*Work instructions*:
Please pull out each line of the material below that contains the word "eyebrow", and copy those lines unchanged.

*Excerpted data*:
'''

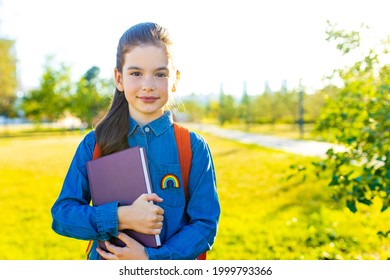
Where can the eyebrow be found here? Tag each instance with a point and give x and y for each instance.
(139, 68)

'''
'''

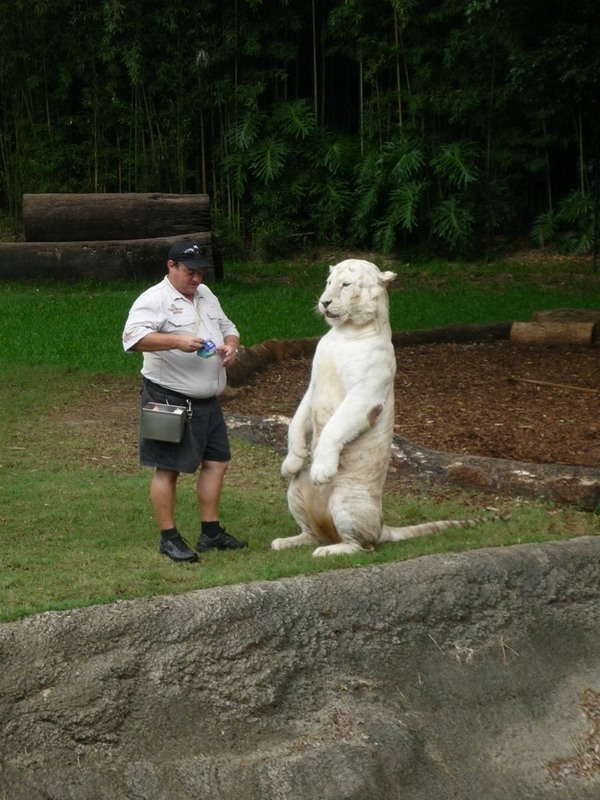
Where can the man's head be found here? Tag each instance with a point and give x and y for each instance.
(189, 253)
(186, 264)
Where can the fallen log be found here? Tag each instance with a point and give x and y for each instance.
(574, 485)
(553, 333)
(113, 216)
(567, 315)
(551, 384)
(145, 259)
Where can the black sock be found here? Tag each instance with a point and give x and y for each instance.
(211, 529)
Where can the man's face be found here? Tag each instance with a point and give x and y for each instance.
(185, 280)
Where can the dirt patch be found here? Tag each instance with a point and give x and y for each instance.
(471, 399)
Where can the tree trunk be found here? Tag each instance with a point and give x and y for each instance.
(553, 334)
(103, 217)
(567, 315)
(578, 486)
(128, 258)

'''

*Exercise output*:
Where can the eyebrow be found here? Tag each instance with a point and give x and y for each instance.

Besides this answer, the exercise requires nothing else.